**Work instruction**. The line containing "the photo below." and all lines following it in the listing below are to be reproduced exactly, with no other lines.

**Exercise input**.

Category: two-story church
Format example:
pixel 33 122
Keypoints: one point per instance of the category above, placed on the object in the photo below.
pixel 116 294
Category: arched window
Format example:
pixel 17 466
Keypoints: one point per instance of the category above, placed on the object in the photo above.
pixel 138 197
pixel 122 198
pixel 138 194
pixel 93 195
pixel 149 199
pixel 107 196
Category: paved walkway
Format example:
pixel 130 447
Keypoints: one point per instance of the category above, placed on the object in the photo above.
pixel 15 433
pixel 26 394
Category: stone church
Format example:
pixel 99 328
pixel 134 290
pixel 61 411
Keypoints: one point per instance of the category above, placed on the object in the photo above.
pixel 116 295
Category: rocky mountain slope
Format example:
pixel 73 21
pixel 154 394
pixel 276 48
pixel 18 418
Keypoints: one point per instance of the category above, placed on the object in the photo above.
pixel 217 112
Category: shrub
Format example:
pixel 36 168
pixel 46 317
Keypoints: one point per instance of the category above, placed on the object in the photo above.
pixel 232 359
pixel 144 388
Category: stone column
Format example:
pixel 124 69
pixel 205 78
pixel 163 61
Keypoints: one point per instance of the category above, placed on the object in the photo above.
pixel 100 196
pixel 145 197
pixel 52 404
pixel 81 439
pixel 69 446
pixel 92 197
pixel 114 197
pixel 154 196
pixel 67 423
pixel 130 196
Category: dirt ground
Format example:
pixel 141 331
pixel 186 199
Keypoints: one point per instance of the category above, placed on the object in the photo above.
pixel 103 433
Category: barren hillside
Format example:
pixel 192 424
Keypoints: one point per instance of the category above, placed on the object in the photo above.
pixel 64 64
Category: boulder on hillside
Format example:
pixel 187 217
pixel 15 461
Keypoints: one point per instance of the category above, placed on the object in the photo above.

**Reply to the exercise**.
Keypoints: one point per instance of the category above, placed on the object in the photo below.
pixel 116 294
Category: arched window
Format example:
pixel 17 466
Keypoints: one point per instance of the category above, placed on the object in the photo above.
pixel 138 197
pixel 122 198
pixel 138 194
pixel 93 195
pixel 149 199
pixel 107 196
Category: paved walkway
Format example:
pixel 130 447
Keypoints: one point per instance of the category above, placed on the object in the photo above.
pixel 15 433
pixel 26 394
Category: stone church
Format example:
pixel 99 328
pixel 134 290
pixel 61 411
Keypoints: one point per instance of the category above, placed on the object in the photo above.
pixel 116 295
Category: rocky mountain slope
Format example:
pixel 73 21
pixel 154 394
pixel 276 48
pixel 18 418
Keypoints: one point per instance of the category above, placed on the object in the photo above.
pixel 217 112
Category: shrub
Format example:
pixel 36 168
pixel 46 317
Keypoints: one point per instance of the category above, placed on the object in the photo above.
pixel 232 359
pixel 144 388
Category: stone column
Format example:
pixel 124 69
pixel 205 78
pixel 163 61
Keypoints: one point per instance of the category above, placed on the object in the photo above.
pixel 100 196
pixel 145 197
pixel 52 404
pixel 81 439
pixel 69 446
pixel 92 197
pixel 114 197
pixel 154 196
pixel 67 423
pixel 130 196
Category: dirt ground
Format example:
pixel 141 331
pixel 186 199
Keypoints: one point per instance of the category above, placed on the object in the photo above.
pixel 103 433
Category: barren hillside
Format example:
pixel 192 424
Keypoints: one point per instance of the category above, placed on the object in the photo above.
pixel 64 64
Category: boulder on hillside
Format example:
pixel 187 217
pixel 15 461
Keypoints: one point per instance of the category above, placed on the object in the photo above.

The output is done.